[Dataset extract]:
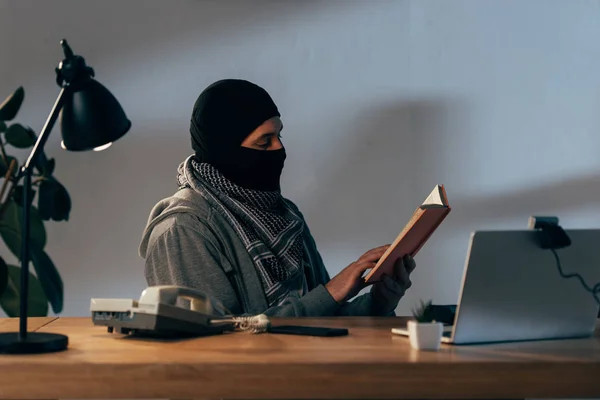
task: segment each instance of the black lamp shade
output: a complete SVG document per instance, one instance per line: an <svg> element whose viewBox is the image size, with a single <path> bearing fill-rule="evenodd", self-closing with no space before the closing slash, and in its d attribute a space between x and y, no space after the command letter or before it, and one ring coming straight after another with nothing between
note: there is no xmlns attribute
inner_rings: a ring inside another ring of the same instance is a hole
<svg viewBox="0 0 600 400"><path fill-rule="evenodd" d="M70 151L110 144L131 127L117 99L93 78L67 94L59 118L62 146Z"/></svg>

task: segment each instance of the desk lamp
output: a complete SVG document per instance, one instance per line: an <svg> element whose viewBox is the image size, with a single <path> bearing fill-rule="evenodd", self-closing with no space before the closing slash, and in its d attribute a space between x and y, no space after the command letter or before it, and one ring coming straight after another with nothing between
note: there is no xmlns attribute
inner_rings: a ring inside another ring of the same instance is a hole
<svg viewBox="0 0 600 400"><path fill-rule="evenodd" d="M0 333L0 353L48 353L68 347L69 340L65 335L27 332L31 175L54 123L60 118L61 147L70 151L104 150L131 128L131 121L117 99L93 79L94 70L86 65L83 57L73 54L65 39L60 44L65 59L55 71L56 83L61 90L27 161L17 175L17 182L23 179L24 187L19 331Z"/></svg>

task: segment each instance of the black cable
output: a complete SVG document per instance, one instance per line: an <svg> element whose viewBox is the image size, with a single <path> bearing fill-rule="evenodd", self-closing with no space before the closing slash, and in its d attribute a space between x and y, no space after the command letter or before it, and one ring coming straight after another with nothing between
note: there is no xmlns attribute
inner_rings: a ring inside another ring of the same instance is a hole
<svg viewBox="0 0 600 400"><path fill-rule="evenodd" d="M592 294L592 296L594 296L594 299L596 299L596 303L598 303L598 305L600 305L600 282L597 283L594 287L590 287L588 286L588 284L585 282L585 280L581 277L581 275L574 273L574 274L565 274L562 266L560 265L560 258L558 257L558 254L556 253L556 250L553 248L550 248L550 251L552 251L552 254L554 254L554 258L556 259L556 267L558 268L558 273L560 274L560 276L562 276L565 279L569 279L569 278L577 278L579 279L579 282L581 282L581 285L584 287L584 289L587 292L590 292Z"/></svg>

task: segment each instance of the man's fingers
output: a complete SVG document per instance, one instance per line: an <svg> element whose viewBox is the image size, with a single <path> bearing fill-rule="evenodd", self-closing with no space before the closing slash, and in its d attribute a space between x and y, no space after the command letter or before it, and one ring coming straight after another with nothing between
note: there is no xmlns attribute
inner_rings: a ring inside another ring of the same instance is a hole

[Prompt]:
Within the material above, copy exactly the lines from the line that holds "task: segment each instance of the black cable" up to and including the line that holds "task: segment each instance of the man's".

[Answer box]:
task: segment each instance of the black cable
output: a complete SVG document per instance, one instance per line: an <svg> element whose viewBox is the image size, with a single <path> bearing fill-rule="evenodd", self-closing with no space before the closing slash, and in its d attribute a space between x and y, no space after the command letter or before it, and one ring coming straight after another with nothing between
note: there is no xmlns attribute
inner_rings: a ring inside another ring of the same instance is a hole
<svg viewBox="0 0 600 400"><path fill-rule="evenodd" d="M592 294L592 296L594 296L594 299L596 299L596 303L598 303L598 305L600 305L600 282L597 283L594 287L590 287L588 286L588 284L585 282L585 280L581 277L581 275L574 273L574 274L565 274L562 266L560 265L560 258L558 257L558 254L556 253L556 250L553 248L550 248L550 251L552 251L552 254L554 254L554 258L556 259L556 267L558 268L558 273L560 274L560 276L562 276L565 279L569 279L569 278L577 278L579 279L579 282L581 282L581 285L584 287L584 289L587 292L590 292Z"/></svg>

task: segment each instance of the man's fingers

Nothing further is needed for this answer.